Rows from a pointing dataset:

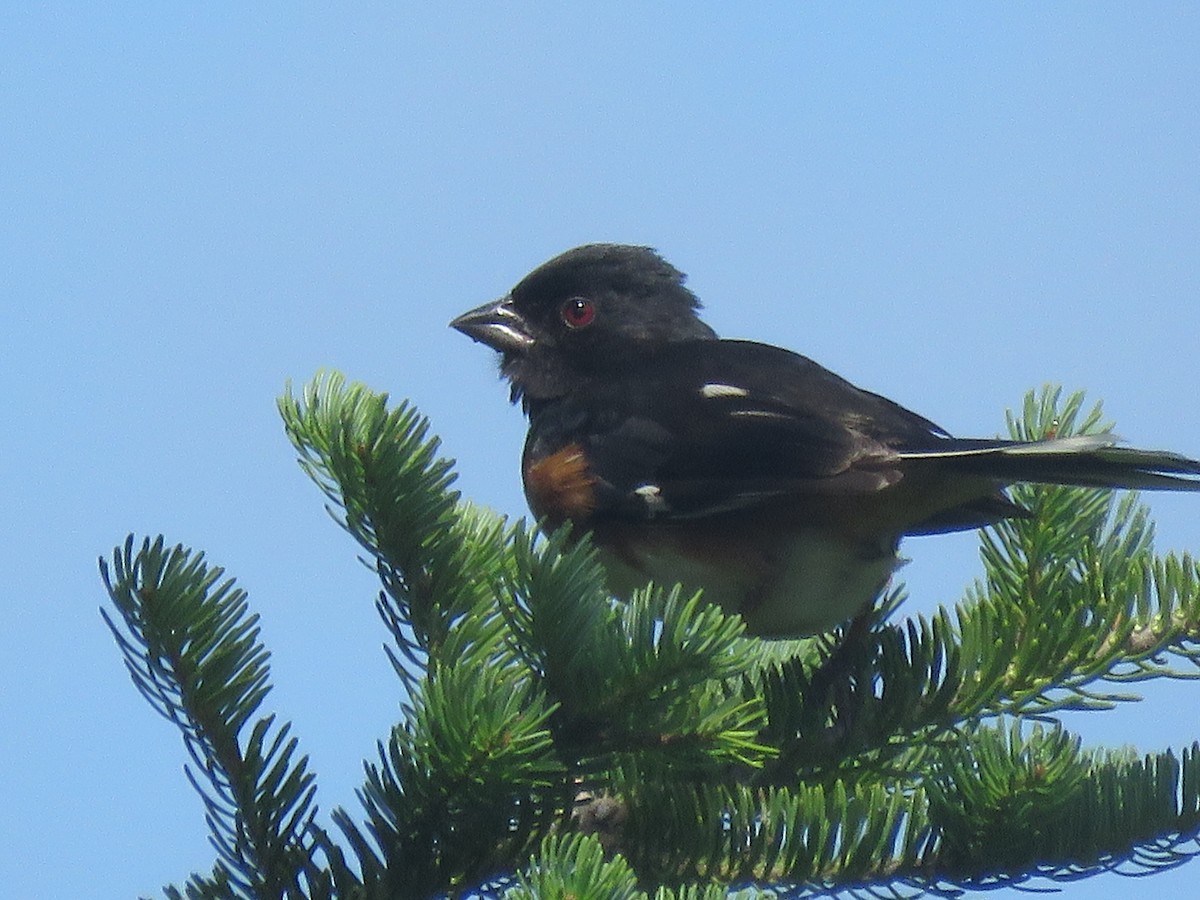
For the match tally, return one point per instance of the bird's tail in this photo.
(1080, 460)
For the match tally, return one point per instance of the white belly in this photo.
(790, 588)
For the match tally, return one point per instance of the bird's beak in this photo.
(496, 324)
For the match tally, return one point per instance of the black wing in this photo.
(709, 426)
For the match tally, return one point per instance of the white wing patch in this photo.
(652, 496)
(713, 390)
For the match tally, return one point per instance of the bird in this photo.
(741, 469)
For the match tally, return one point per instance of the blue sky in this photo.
(946, 203)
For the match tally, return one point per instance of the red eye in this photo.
(577, 312)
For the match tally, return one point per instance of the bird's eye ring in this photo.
(577, 312)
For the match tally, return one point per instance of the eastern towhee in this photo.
(741, 468)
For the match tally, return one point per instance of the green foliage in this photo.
(558, 743)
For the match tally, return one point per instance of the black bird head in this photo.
(581, 312)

WHAT TO PRODUCE:
Reproduce every line of the records above verbatim, including each point. Leave the picture out of your reproduction.

RIGHT ANSWER:
For the match tally, return one point per instance of the bird's tail in this photo.
(1080, 460)
For the match tally, return one point per instance of the white belly in this photo.
(790, 588)
For the match tally, return one point per instance of the bird's beak in this photo.
(496, 324)
For the match tally, return one point per instance of the black wing in this photo.
(709, 426)
For the match tally, return one point per instance of the white wing patch in this photo.
(652, 496)
(713, 390)
For the match tally, return one point per instance of the bird in this photo.
(741, 469)
For the match tally, return one point per instance of the blue sky in this photo.
(946, 203)
For the match tally, return one point per instance of the red eye in this photo.
(577, 312)
For the match tally, return one point per instance of the bird's eye ring in this photo.
(577, 312)
For the match tally, return one point per instance of the eastern towhee in this photo.
(741, 468)
For the match tally, return one point per instance of the green foliage in this photo.
(558, 743)
For the match tally, return one point per instance of the black bird head in this photo.
(581, 312)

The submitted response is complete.